* REQUIRED WORK:
Copy out the data lines unchanged, starting with the line that contains "[Batch spec] Target class: black leggings." and going on through the line that contains "[[0, 178, 525, 398]]", with both of those lines included.

Dataset items:
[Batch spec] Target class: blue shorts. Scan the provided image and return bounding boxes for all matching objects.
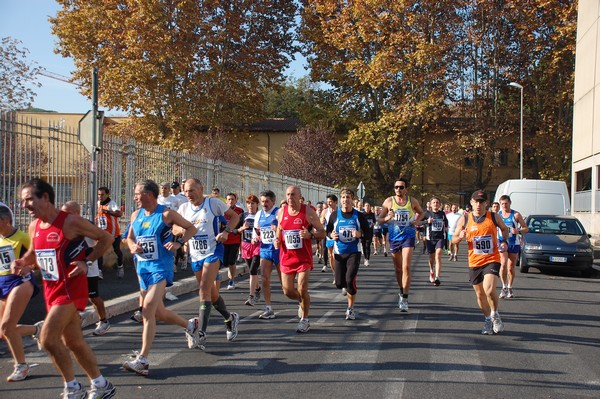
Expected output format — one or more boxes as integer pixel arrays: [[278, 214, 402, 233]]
[[0, 273, 40, 299], [138, 270, 173, 291], [260, 248, 279, 265], [192, 254, 223, 273], [390, 237, 415, 254]]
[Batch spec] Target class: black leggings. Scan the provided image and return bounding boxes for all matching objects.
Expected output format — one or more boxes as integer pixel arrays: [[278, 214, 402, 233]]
[[334, 252, 360, 295]]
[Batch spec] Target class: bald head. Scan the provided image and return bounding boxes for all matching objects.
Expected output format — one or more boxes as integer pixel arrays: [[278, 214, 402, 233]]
[[60, 201, 81, 216]]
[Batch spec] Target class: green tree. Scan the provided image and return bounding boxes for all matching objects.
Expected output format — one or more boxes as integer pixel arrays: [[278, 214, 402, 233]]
[[50, 0, 296, 147]]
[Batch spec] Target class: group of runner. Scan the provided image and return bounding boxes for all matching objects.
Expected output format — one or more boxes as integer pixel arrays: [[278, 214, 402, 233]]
[[0, 178, 525, 398]]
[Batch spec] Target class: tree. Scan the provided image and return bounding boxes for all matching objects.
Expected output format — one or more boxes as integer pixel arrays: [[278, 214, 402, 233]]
[[0, 37, 41, 111], [301, 0, 458, 197], [50, 0, 296, 148]]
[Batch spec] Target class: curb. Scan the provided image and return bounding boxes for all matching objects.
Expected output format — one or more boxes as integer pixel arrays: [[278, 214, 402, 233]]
[[80, 264, 249, 328]]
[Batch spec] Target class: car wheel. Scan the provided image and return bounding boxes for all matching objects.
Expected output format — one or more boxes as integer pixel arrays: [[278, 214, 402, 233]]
[[519, 252, 529, 273]]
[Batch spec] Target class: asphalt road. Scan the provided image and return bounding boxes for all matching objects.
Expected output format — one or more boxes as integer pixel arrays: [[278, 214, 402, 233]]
[[0, 246, 600, 399]]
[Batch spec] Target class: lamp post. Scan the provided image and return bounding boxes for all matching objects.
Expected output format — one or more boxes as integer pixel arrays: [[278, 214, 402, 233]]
[[509, 82, 523, 179]]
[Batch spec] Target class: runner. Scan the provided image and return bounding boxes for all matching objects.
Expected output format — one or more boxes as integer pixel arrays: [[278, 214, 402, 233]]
[[452, 190, 508, 335], [378, 177, 425, 312], [96, 187, 125, 278], [274, 186, 325, 333], [61, 201, 110, 335], [0, 204, 41, 382], [123, 180, 199, 376], [327, 188, 369, 320], [253, 190, 281, 319], [446, 204, 462, 262], [499, 195, 529, 299], [179, 178, 240, 350], [423, 197, 448, 287], [11, 178, 116, 398], [238, 194, 260, 306]]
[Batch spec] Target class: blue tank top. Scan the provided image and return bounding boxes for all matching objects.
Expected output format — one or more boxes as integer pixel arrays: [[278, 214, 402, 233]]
[[333, 208, 360, 254], [131, 205, 173, 273], [254, 206, 279, 251]]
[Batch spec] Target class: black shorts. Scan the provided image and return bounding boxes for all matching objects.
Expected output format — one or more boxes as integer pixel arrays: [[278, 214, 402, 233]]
[[469, 262, 500, 285], [223, 244, 240, 266]]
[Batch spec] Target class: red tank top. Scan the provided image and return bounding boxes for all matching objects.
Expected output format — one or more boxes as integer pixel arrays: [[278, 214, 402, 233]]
[[33, 211, 88, 310], [279, 205, 313, 267]]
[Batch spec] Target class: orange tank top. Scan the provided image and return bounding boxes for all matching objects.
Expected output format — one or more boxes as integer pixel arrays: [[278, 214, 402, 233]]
[[465, 211, 500, 267]]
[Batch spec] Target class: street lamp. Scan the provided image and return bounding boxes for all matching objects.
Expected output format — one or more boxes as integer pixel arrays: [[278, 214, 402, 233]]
[[508, 82, 523, 179]]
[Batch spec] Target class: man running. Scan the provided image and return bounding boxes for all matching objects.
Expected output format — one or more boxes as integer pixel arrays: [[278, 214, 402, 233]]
[[452, 190, 508, 335], [123, 180, 199, 376], [179, 178, 240, 350], [377, 177, 425, 312], [499, 195, 529, 299], [11, 178, 116, 398], [274, 186, 325, 333], [327, 188, 369, 320]]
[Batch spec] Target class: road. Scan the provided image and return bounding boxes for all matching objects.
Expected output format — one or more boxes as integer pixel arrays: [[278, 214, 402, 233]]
[[0, 246, 600, 399]]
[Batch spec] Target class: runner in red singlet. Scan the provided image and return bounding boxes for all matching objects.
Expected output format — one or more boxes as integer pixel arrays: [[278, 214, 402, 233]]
[[274, 186, 326, 333]]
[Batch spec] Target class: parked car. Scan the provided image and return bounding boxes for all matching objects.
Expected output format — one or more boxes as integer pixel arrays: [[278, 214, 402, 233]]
[[519, 215, 594, 276]]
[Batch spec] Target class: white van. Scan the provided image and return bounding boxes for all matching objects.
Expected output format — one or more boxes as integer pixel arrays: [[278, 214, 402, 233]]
[[494, 179, 571, 217]]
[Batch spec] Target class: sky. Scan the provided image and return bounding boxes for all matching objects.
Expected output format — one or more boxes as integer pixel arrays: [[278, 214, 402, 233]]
[[0, 0, 307, 116]]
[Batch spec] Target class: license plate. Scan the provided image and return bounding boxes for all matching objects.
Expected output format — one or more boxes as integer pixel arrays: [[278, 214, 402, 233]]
[[550, 256, 567, 263]]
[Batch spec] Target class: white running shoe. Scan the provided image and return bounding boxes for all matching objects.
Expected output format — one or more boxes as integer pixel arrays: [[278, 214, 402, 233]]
[[398, 294, 408, 312], [6, 363, 29, 382], [123, 355, 150, 377], [92, 320, 110, 336], [225, 312, 240, 341], [87, 380, 117, 399], [296, 319, 310, 333]]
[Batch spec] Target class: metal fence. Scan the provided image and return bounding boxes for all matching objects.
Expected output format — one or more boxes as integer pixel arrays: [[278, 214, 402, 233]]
[[0, 112, 336, 229]]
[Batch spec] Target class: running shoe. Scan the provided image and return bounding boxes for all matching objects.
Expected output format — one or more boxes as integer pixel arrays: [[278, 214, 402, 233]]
[[258, 309, 275, 319], [31, 320, 44, 351], [6, 363, 29, 382], [481, 317, 494, 335], [398, 294, 408, 312], [244, 295, 256, 306], [185, 317, 200, 349], [62, 383, 87, 399], [92, 320, 110, 336], [296, 319, 310, 333], [87, 380, 117, 399], [123, 355, 150, 377], [225, 312, 240, 341], [254, 287, 262, 303], [130, 310, 144, 323], [492, 315, 504, 334], [346, 308, 356, 320]]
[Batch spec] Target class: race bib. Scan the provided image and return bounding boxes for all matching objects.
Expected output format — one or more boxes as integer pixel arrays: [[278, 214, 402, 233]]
[[136, 236, 158, 262], [98, 216, 108, 230], [283, 230, 302, 249], [35, 249, 58, 281], [394, 209, 410, 227], [473, 235, 494, 255], [338, 226, 356, 242], [188, 235, 209, 261], [260, 227, 275, 244], [0, 245, 15, 273]]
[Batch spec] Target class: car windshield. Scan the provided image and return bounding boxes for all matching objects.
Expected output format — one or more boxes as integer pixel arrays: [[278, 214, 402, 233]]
[[527, 216, 584, 236]]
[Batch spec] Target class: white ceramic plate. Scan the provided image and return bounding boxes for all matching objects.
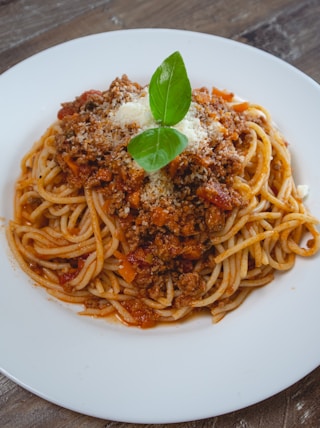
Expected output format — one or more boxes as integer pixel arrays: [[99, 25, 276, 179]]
[[0, 29, 320, 423]]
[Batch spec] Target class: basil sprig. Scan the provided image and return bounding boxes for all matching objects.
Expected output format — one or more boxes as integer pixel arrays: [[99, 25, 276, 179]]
[[128, 52, 191, 172]]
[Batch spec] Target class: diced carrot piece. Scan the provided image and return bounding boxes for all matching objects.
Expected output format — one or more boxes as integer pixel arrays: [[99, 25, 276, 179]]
[[232, 101, 249, 113], [212, 88, 234, 101]]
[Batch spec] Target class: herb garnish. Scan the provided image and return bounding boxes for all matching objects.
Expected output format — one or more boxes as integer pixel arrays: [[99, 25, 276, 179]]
[[128, 52, 191, 172]]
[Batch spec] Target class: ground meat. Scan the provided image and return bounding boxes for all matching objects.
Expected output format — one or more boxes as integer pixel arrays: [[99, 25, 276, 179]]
[[55, 76, 252, 306]]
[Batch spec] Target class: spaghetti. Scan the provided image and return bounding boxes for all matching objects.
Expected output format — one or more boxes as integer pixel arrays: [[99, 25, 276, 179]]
[[8, 76, 320, 328]]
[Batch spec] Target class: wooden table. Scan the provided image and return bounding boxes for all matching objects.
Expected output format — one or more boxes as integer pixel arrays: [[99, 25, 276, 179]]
[[0, 0, 320, 428]]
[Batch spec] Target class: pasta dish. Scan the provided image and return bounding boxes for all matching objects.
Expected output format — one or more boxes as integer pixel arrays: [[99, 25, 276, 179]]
[[7, 75, 320, 328]]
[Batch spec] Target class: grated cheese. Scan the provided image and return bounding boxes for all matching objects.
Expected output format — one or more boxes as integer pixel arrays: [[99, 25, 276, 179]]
[[110, 87, 221, 152]]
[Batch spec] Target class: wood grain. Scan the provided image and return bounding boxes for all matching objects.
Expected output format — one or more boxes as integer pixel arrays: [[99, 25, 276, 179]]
[[0, 0, 320, 428]]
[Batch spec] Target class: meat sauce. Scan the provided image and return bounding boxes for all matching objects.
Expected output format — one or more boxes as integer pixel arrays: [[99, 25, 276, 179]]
[[55, 76, 248, 327]]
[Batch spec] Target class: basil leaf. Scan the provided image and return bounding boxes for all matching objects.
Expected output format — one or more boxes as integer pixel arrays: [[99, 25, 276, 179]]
[[149, 52, 191, 126], [128, 127, 188, 172]]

* EXPECTED OUTPUT:
[Batch spec] Target class: black leggings. Scan the provided image and return bounding boxes for all matching objects.
Expected output format — one or more boxes as integer pixel arrays: [[278, 214, 402, 233]]
[[334, 252, 360, 295]]
[Batch spec] Target class: bald head. Scan the provided image and return bounding boxes for all matching objects.
Expected output format — one or more boxes as integer pixel arrays: [[278, 214, 402, 233]]
[[60, 201, 81, 216]]
[Batch spec] Target class: green tree. Scan the provided image and return bounding boxes for all matching objects.
Expected output format — one or more boxes as integer pixel arrays: [[278, 214, 402, 233]]
[[50, 0, 296, 147]]
[Batch spec] Target class: group of runner. Scan the provided image and return bounding boxes for all matching objects.
Expected output format — one or more boxes as integer pixel arrays: [[278, 214, 402, 233]]
[[0, 178, 525, 398]]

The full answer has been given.